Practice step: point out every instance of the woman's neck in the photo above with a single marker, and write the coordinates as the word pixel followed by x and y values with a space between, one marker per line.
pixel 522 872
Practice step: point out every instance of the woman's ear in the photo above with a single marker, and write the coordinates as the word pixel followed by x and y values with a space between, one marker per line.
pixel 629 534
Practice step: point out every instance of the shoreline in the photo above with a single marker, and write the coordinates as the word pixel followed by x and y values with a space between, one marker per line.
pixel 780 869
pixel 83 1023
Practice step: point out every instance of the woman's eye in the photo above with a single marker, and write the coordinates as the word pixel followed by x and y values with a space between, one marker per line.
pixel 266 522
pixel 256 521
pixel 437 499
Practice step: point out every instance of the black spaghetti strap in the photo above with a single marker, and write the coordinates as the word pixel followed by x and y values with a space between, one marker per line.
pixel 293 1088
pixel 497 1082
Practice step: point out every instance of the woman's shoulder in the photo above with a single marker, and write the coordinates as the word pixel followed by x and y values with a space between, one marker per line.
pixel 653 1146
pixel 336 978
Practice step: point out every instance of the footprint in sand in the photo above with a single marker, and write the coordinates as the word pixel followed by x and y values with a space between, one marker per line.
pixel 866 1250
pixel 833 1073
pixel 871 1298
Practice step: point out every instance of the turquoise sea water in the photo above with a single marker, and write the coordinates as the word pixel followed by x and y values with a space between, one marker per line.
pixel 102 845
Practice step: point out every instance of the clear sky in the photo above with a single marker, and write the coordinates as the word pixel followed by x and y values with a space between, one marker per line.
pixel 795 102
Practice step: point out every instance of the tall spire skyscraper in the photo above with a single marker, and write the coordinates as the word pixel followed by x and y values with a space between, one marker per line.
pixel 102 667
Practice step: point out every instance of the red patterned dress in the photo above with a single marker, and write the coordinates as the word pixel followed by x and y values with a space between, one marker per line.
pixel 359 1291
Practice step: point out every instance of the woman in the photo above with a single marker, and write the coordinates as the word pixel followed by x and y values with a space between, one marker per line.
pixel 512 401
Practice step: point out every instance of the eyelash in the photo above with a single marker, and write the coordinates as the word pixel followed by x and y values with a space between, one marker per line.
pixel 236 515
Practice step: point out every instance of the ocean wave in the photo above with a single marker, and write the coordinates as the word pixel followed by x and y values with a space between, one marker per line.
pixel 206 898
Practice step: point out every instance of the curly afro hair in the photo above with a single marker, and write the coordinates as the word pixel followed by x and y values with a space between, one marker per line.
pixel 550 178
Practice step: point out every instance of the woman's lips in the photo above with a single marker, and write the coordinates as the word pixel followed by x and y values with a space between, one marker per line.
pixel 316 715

────────

* **THE PROBLEM**
Every line from the one containing "Practice step: point out every instance of the ocean" to the end of the entries must be set down exactly, with none omitted and none added.

* **TASK OUTPUT**
Practice step: point out every instance of the ocean wave in the photo above with a single marker, and write the coordinates as the word pixel followed by x and y values with a space between, one marker per line.
pixel 206 898
Practice step: point out every instance of the curly afro hair in the photo above with a single marker, and write the coordinates as the word pixel followed by x and y values with a space between, one marker per line.
pixel 550 178
Practice step: point out every instance of the woman's lips in the photo above with a single marker, and write the coordinates as the word pixel followed by x and y values with a space between, one marker per line.
pixel 316 715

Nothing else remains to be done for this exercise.